__Texto do documento__

Resumo: A imputação do pagamento consiste numa importante forma de adimplemento das obrigações que pode ensejar poucas controvérsias, principalmente, quando se entende a classificação das suas situações.
Palavras-chave: Obrigações; pagamento; crédito; direito.
Abstract: The imputation of the payment consists of an important form of quittance of the obligations that can cause few controversies, mainly, when it understands each other the classification of their situations.
Sumário. 1. Uma comparação dos conceitos legais. 2. A interpretação pelo Poder Judiciário.
1. Uma comparação dos conceitos legais.
Tendo em vista a vigência do atual Código Civil brasileiro, de 1º de janeiro de 2003, dentre o estudo de diversos assuntos obrigacionais, figura a imputação do pagamento como um de grande importância para as relações entre credor e devedor.
Assim, importante a verificação comparativa da atual situação da imputação do pagamento e da antiga disposta pelo revogado Código Civil.
Segue o anterior texto normativo:
“Art. 991. A pessoa obrigada, por dois ou mais débitos da mesma natureza, a um só credor, tem o direito de indicar a qual deles oferece pagamento, se todos forem líquidos e vencidos.

__Tarefa a realizar__
Reproduza o trecho do texto sobre a imputação do pagamento que começa em "Palavras-chave: Obrigações; pagamento;" e segue até "pelo Poder Judiciário.", trocando "Poder Judiciário" por "Superior Tribunal de Justiça". A listagem constitui material à parte, independente do texto sobre a imputação do pagamento.

__Listagem__

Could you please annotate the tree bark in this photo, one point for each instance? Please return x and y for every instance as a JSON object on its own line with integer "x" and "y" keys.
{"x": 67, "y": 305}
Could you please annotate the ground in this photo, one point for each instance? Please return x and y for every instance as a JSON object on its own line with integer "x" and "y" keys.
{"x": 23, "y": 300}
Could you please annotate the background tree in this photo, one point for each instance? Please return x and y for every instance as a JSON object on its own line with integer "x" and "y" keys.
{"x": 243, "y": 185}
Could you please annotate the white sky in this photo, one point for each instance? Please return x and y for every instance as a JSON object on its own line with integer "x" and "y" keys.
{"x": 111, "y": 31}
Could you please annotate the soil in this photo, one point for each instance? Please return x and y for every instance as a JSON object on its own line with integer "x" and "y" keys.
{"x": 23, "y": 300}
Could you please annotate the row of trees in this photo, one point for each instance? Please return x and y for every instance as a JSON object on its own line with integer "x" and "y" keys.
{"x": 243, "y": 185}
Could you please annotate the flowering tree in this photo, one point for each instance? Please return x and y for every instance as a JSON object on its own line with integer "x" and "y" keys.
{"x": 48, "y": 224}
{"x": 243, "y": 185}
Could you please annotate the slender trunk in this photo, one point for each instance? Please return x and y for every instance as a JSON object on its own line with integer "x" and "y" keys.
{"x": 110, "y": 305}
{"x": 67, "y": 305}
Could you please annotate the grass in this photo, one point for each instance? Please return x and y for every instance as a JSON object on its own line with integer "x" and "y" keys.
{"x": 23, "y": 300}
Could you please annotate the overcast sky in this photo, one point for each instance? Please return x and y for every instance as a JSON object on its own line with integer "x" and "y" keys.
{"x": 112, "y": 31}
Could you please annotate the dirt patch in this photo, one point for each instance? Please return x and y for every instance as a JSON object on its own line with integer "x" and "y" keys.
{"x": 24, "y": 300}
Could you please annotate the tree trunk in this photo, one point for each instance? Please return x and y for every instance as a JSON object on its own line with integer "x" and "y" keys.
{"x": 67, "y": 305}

--

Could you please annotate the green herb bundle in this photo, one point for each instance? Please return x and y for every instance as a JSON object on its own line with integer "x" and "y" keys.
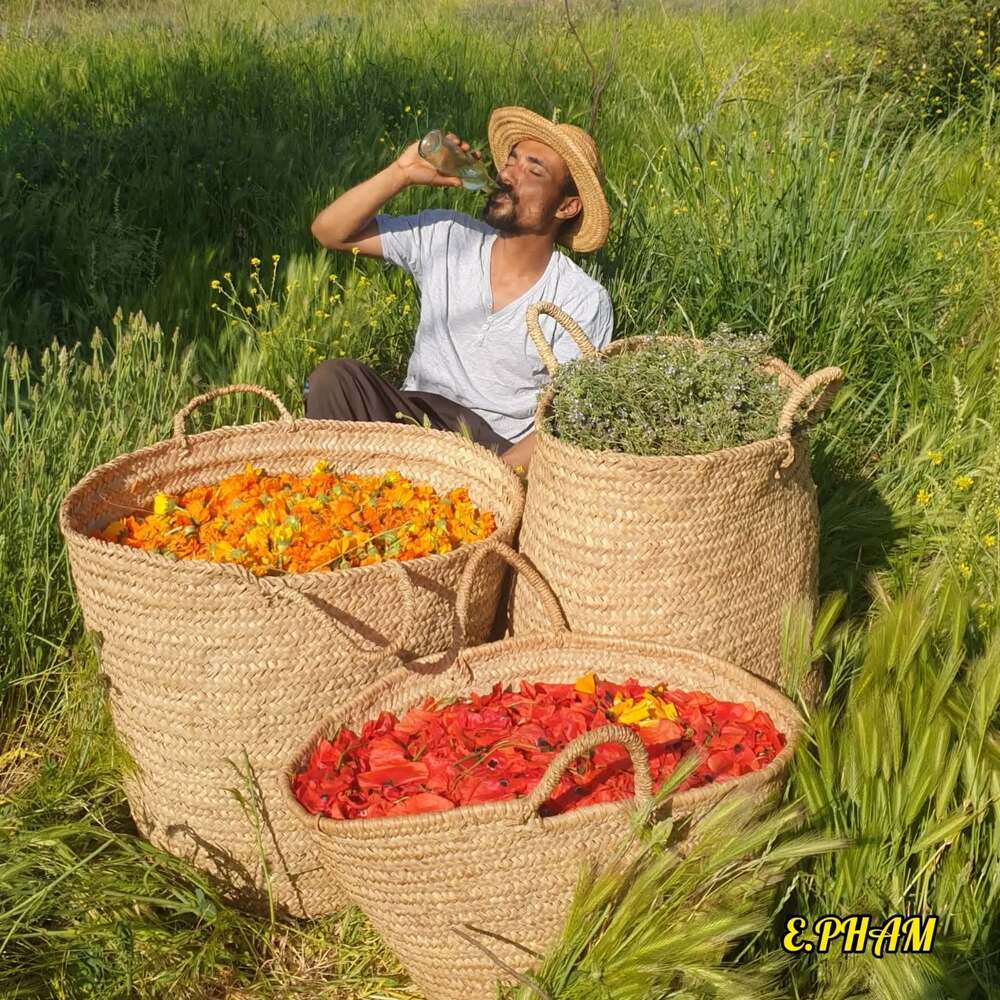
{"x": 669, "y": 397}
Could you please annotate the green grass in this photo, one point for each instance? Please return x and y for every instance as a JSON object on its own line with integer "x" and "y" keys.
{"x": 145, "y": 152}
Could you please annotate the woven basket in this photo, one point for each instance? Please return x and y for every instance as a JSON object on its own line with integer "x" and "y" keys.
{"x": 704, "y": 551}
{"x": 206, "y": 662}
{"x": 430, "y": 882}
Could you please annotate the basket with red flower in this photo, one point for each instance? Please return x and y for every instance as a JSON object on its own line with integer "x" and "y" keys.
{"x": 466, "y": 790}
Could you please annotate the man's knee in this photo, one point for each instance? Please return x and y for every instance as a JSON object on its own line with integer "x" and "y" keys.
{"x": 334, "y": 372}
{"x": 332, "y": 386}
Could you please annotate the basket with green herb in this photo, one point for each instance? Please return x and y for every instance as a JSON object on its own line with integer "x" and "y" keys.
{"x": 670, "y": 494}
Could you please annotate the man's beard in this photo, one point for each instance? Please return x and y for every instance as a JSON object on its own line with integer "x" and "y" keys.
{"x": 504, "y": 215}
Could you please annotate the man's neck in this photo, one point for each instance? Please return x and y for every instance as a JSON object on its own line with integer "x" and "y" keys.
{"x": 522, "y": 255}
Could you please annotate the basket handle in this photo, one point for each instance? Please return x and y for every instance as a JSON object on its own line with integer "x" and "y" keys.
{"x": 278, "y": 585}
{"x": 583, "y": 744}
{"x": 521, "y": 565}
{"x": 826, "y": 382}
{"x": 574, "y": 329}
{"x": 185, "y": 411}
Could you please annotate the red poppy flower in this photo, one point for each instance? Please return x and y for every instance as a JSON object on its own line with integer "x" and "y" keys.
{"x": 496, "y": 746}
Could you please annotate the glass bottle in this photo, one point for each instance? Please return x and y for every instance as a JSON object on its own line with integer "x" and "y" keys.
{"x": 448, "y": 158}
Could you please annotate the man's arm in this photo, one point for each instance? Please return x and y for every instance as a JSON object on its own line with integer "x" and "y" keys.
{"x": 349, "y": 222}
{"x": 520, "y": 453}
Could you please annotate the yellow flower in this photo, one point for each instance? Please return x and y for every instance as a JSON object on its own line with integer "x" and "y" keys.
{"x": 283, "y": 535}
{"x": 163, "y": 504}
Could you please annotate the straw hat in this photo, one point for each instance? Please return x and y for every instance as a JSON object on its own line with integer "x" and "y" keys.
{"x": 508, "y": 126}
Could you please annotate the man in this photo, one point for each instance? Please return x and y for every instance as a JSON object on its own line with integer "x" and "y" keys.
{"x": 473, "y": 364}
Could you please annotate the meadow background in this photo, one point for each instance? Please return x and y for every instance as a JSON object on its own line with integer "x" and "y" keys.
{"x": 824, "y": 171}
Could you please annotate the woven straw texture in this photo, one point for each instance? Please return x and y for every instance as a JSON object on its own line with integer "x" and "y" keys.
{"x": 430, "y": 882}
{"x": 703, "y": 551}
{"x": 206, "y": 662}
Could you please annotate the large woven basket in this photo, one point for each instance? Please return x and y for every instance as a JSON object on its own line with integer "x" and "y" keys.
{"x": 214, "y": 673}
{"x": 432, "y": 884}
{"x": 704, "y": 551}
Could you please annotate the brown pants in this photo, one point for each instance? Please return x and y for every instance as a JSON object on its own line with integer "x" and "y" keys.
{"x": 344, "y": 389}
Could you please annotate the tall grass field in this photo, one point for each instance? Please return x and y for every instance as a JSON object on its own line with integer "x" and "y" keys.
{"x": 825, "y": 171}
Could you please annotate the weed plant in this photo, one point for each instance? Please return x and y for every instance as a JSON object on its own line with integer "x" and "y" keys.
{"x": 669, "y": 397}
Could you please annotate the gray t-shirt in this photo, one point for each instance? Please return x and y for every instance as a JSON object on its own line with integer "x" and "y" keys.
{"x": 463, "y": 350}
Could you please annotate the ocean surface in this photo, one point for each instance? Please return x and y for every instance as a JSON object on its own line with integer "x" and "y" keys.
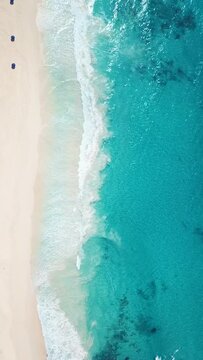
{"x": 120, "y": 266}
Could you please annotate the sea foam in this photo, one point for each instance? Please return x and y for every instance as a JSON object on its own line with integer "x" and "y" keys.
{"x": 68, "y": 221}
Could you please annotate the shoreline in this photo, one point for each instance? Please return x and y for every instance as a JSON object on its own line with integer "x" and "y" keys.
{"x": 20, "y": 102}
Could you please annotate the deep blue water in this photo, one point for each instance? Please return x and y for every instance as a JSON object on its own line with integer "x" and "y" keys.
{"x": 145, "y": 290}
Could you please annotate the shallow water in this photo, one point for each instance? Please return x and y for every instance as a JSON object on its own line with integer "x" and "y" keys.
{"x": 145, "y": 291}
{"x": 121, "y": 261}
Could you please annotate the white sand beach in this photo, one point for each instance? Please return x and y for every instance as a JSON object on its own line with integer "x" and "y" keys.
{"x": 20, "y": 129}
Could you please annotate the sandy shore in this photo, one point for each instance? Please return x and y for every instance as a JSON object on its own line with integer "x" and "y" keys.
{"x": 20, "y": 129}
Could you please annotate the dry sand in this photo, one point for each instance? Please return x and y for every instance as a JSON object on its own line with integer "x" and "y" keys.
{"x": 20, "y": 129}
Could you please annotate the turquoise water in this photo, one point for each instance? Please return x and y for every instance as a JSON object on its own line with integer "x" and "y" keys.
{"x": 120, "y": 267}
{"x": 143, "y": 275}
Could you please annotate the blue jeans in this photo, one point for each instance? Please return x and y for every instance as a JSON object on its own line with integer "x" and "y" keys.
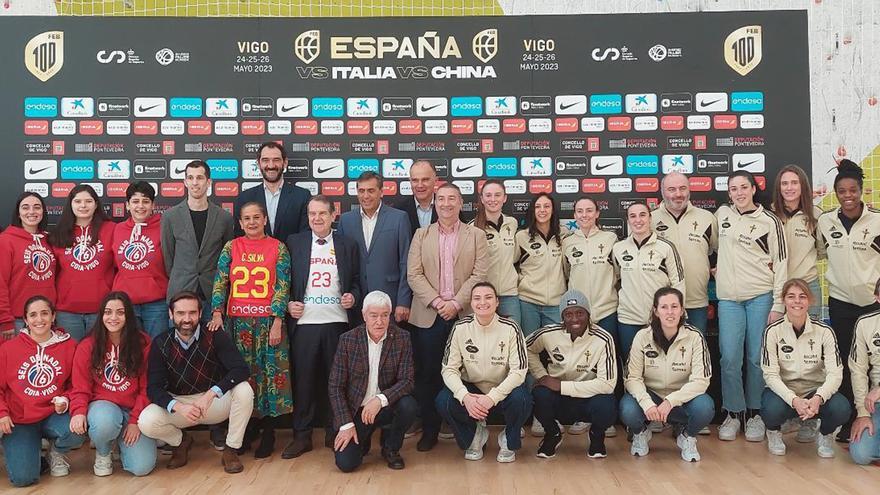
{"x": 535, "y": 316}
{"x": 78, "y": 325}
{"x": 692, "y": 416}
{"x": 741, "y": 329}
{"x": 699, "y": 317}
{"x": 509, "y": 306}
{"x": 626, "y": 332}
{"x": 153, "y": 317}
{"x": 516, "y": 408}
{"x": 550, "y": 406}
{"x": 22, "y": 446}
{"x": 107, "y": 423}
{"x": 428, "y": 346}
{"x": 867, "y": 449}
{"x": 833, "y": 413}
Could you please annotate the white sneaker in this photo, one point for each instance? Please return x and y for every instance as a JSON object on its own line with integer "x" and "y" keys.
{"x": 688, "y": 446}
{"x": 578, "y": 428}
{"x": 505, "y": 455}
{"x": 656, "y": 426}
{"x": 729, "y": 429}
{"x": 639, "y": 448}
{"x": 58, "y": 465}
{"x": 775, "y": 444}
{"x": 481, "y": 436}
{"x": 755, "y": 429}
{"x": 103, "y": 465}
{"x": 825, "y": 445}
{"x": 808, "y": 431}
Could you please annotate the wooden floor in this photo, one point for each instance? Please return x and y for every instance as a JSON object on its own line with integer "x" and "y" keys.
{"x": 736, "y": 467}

--

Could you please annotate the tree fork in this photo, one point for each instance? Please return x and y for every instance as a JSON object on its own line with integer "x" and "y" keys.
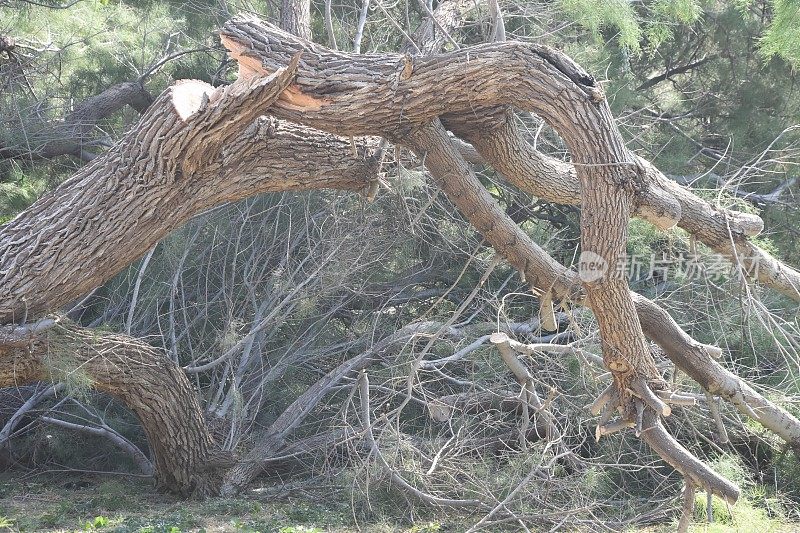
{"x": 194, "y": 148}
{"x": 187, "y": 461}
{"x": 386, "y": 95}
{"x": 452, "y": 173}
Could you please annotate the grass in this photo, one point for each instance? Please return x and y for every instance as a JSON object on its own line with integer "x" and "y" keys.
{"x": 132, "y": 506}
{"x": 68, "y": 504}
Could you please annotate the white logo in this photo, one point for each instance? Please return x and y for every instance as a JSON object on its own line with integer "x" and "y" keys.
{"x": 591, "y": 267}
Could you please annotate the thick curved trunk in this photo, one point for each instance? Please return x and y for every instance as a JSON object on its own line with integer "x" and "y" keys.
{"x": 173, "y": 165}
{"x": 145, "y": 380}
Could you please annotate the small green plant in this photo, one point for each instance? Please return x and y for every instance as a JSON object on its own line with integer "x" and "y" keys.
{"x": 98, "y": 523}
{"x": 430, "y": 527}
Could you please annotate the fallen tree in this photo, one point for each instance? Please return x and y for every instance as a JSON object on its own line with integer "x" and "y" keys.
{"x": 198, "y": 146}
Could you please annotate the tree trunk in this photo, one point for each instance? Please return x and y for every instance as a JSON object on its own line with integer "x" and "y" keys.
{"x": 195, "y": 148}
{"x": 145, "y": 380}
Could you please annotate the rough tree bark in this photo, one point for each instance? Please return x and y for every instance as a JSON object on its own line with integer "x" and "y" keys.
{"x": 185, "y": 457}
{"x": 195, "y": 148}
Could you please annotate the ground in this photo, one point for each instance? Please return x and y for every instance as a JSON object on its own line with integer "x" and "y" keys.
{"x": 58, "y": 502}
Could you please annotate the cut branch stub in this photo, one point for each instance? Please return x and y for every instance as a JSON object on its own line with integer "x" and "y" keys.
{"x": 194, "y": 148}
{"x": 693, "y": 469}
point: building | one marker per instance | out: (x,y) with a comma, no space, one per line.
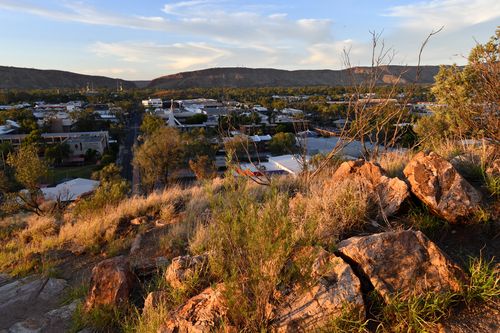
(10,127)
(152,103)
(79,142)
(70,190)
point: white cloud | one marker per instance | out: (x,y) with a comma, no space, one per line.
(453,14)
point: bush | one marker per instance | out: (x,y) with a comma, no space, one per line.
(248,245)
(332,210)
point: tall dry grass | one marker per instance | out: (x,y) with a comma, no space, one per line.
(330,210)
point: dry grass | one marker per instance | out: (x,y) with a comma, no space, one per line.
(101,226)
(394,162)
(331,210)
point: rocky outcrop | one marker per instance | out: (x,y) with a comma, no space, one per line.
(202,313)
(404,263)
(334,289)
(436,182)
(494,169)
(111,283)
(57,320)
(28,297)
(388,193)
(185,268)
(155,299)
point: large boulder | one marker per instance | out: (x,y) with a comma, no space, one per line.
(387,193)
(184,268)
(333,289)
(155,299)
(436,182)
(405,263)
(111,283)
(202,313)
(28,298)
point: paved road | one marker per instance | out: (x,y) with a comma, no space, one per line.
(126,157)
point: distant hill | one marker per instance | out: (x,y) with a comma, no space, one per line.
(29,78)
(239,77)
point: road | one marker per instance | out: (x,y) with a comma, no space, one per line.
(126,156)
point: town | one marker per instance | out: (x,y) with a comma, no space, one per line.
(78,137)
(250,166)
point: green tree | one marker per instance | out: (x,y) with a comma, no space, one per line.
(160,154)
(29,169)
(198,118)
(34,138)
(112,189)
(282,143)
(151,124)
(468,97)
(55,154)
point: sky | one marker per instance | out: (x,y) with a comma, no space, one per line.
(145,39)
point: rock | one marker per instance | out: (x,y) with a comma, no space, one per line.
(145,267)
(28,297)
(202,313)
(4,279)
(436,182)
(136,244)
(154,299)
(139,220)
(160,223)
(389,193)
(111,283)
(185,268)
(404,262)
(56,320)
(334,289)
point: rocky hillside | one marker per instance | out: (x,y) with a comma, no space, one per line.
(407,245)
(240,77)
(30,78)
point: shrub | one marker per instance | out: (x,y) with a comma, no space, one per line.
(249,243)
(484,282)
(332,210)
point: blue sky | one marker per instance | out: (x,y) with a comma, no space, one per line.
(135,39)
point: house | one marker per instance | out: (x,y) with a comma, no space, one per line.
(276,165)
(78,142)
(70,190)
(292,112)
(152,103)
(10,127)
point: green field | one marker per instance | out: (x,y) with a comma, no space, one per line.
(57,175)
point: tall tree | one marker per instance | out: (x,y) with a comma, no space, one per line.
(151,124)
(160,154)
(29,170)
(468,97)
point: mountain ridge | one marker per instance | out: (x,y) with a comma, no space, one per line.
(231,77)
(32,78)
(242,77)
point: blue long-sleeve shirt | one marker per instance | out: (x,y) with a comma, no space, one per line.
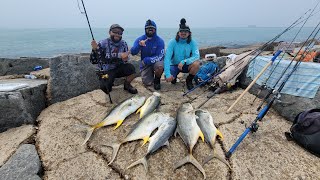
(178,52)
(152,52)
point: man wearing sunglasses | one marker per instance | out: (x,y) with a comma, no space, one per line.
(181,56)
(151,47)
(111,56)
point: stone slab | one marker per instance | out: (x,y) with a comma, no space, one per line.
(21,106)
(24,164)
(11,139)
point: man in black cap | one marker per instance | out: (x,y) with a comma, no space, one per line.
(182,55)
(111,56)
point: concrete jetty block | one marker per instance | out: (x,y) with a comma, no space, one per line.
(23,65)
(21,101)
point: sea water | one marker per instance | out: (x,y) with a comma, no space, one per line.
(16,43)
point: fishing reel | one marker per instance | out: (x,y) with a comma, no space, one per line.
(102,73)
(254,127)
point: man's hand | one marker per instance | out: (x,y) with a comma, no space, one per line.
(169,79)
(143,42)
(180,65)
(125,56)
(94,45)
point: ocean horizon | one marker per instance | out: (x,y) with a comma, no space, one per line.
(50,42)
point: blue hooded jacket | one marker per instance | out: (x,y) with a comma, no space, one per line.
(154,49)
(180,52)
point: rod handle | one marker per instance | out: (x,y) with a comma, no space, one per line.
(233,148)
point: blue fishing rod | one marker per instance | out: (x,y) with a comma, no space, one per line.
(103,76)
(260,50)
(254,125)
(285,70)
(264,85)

__Resposta final__
Palavras-chave: Obrigações; pagamento; crédito; direito.
Abstract: The imputation of the payment consists of an important form of quittance of the obligations that can cause few controversies, mainly, when it understands each other the classification of their situations.
Sumário. 1. Uma comparação dos conceitos legais. 2. A interpretação pelo Superior Tribunal de Justiça.